--- Begin ---

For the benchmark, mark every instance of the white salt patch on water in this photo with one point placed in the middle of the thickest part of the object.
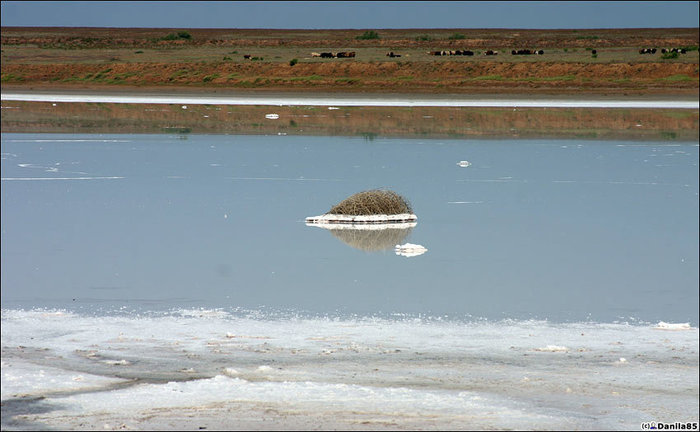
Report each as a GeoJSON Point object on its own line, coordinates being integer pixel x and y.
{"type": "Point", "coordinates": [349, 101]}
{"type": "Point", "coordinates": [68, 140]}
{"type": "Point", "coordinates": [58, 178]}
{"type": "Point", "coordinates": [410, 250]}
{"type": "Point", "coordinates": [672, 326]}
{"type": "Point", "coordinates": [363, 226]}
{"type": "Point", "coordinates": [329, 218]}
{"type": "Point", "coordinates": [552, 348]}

--- End ---
--- Begin ---

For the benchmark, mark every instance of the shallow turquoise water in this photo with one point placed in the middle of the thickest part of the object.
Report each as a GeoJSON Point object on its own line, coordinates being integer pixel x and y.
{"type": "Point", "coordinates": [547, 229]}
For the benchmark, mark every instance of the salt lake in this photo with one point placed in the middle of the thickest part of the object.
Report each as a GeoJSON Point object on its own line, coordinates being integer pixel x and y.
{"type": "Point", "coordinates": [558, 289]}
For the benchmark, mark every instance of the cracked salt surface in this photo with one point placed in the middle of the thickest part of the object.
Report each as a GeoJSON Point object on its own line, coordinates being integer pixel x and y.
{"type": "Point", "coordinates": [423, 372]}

--- End ---

Find each of the lines above that contains the word "thickest", and copy those lines out in full.

For the benchmark, mark every instance of the white salt patch on water in this photo with one point placed in the middle of the thickest part of the object.
For the benchmark, mark every instance of the shallow turquoise water in this photo with one point placed in the middle of the thickest part of the object.
For the benchmark, mark every instance of the salt lake in this photo with one point placed in the middle of the thickest part of the object.
For the benchmark, mark every instance of the cracked salt surface in this photo with one point placed in the middle of the thickest part of the object.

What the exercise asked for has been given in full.